-- START Excerpted records --

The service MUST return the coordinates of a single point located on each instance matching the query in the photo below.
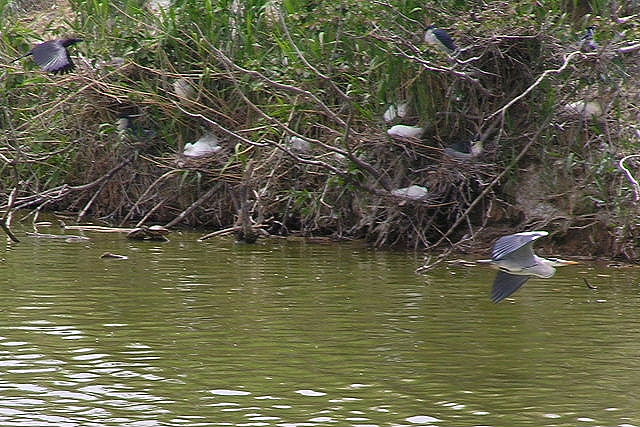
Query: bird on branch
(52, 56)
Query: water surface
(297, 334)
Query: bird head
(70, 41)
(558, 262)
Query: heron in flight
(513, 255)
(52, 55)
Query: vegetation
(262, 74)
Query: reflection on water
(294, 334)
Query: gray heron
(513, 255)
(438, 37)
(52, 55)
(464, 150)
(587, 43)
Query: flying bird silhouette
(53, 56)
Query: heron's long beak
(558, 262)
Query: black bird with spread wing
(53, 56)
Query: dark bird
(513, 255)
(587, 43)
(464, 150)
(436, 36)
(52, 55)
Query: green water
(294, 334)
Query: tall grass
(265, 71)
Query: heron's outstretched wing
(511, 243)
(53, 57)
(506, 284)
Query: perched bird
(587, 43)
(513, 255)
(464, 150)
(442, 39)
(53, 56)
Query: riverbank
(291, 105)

-- END Excerpted records --
-- START Excerpted records --

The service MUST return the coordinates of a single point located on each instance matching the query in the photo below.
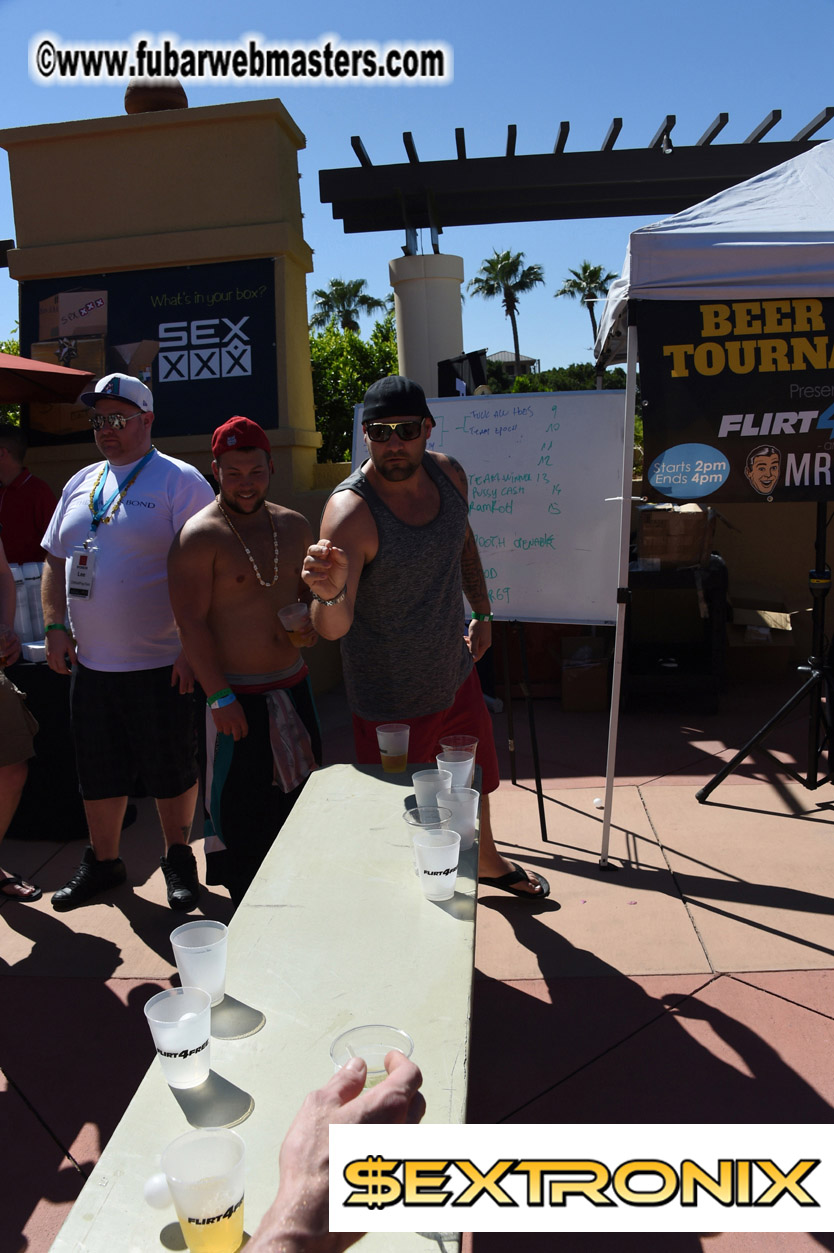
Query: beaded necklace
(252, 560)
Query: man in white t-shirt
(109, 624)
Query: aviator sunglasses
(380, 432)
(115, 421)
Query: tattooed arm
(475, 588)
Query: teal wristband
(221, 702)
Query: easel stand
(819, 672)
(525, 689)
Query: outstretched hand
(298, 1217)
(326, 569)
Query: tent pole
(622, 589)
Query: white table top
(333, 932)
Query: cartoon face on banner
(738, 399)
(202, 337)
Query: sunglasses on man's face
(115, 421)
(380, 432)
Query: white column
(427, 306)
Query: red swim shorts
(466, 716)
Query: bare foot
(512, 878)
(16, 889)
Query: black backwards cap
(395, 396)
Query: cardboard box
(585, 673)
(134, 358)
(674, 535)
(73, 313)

-- END Excerpted records --
-- START Excerpted records --

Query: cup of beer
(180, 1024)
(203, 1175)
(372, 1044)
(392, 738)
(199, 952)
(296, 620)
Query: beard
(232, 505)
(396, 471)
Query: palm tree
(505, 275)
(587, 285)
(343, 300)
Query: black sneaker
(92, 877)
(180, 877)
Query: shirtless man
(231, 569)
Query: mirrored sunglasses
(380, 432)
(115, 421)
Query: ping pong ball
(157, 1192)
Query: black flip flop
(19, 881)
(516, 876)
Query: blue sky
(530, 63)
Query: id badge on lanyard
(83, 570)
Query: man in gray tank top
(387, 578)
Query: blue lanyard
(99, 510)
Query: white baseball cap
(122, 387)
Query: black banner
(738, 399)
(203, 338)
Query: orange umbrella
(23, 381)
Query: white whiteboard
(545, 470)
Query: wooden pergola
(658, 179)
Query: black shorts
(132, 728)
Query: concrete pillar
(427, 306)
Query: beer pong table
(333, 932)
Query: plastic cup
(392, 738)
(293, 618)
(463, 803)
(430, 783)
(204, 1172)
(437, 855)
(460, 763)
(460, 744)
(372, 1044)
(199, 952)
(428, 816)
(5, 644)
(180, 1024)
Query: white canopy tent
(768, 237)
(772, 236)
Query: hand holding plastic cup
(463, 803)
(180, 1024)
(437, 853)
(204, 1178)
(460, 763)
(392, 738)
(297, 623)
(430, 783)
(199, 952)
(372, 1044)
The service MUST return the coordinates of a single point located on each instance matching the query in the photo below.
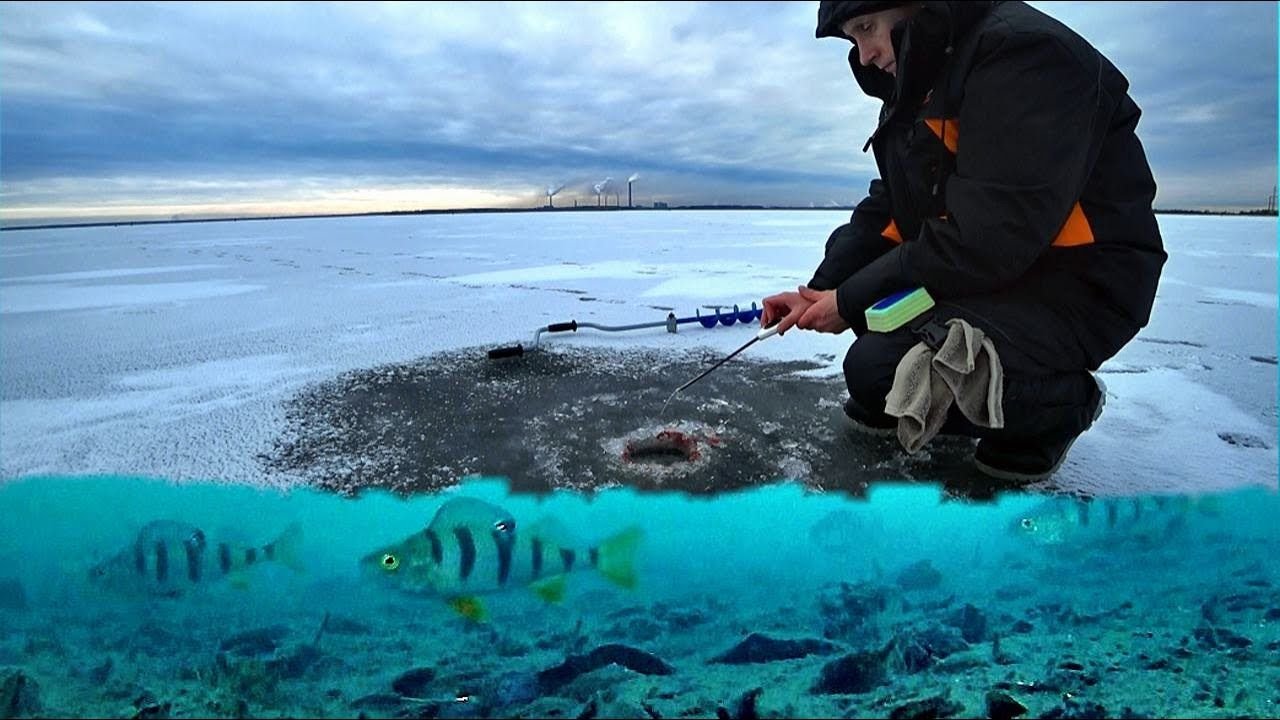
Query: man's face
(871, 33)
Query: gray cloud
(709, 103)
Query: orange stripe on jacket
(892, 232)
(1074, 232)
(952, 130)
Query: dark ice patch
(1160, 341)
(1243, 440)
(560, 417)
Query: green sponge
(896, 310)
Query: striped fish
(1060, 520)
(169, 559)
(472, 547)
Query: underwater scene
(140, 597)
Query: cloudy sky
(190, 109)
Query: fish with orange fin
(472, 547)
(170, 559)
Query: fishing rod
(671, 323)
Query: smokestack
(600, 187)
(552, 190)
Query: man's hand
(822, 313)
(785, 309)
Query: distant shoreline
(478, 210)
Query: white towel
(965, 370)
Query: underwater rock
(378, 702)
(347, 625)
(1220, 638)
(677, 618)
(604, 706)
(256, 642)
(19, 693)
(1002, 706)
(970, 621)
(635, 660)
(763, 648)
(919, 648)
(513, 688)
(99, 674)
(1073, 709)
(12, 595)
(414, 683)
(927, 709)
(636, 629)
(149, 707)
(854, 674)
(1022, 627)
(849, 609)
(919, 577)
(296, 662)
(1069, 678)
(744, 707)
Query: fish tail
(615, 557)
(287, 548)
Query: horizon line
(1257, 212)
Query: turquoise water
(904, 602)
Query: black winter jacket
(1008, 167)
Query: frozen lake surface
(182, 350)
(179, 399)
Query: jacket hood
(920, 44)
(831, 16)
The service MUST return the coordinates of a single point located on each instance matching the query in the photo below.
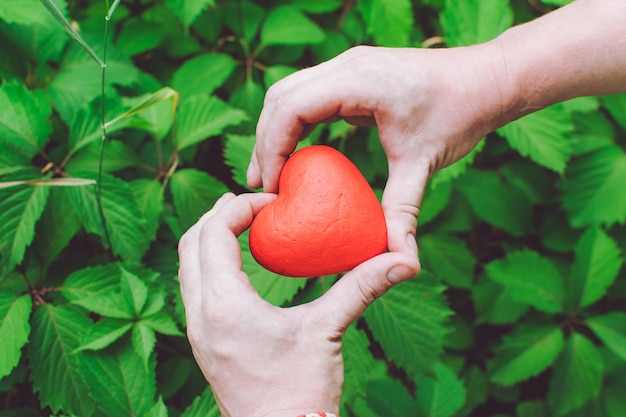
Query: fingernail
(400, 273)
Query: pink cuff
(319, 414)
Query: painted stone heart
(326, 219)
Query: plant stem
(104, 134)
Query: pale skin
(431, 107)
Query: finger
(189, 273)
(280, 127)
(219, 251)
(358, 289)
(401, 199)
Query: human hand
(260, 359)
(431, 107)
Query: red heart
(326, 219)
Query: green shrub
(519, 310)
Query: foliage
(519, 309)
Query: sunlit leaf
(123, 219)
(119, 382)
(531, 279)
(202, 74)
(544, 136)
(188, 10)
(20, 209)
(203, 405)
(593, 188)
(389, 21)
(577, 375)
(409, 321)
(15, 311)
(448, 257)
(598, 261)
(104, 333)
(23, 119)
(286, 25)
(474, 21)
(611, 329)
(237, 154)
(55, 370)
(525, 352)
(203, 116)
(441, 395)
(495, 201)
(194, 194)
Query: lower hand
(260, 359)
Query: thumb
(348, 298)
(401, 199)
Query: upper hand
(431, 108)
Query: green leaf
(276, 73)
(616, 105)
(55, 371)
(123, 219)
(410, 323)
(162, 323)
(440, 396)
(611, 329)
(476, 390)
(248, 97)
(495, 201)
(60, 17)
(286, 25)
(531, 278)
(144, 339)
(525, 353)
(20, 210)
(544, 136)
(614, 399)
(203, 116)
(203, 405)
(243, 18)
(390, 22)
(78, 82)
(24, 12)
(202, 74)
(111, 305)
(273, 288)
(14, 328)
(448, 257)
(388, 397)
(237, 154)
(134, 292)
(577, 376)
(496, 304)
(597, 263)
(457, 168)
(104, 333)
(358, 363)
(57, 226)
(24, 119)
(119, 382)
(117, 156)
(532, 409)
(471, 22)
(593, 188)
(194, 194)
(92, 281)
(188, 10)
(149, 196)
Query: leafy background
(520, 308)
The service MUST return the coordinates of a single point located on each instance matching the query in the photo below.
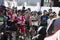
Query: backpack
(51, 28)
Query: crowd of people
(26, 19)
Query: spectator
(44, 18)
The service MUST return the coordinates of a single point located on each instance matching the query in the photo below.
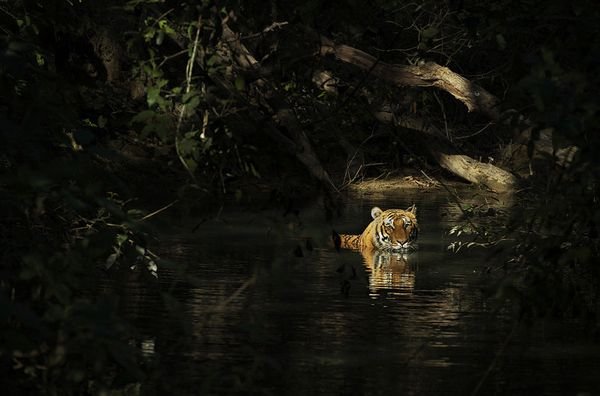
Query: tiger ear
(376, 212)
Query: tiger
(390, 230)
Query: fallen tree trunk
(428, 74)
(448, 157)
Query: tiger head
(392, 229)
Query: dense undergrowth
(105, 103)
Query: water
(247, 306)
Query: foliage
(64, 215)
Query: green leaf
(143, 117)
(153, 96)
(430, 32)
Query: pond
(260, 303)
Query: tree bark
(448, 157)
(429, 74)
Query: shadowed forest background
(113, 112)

-- END Excerpted records --

What the exercise asks: Pull out every line of the data above that contains the word "wing".

Answer for the task:
Query: black bird with spread wing
Query: heron's outstretched wing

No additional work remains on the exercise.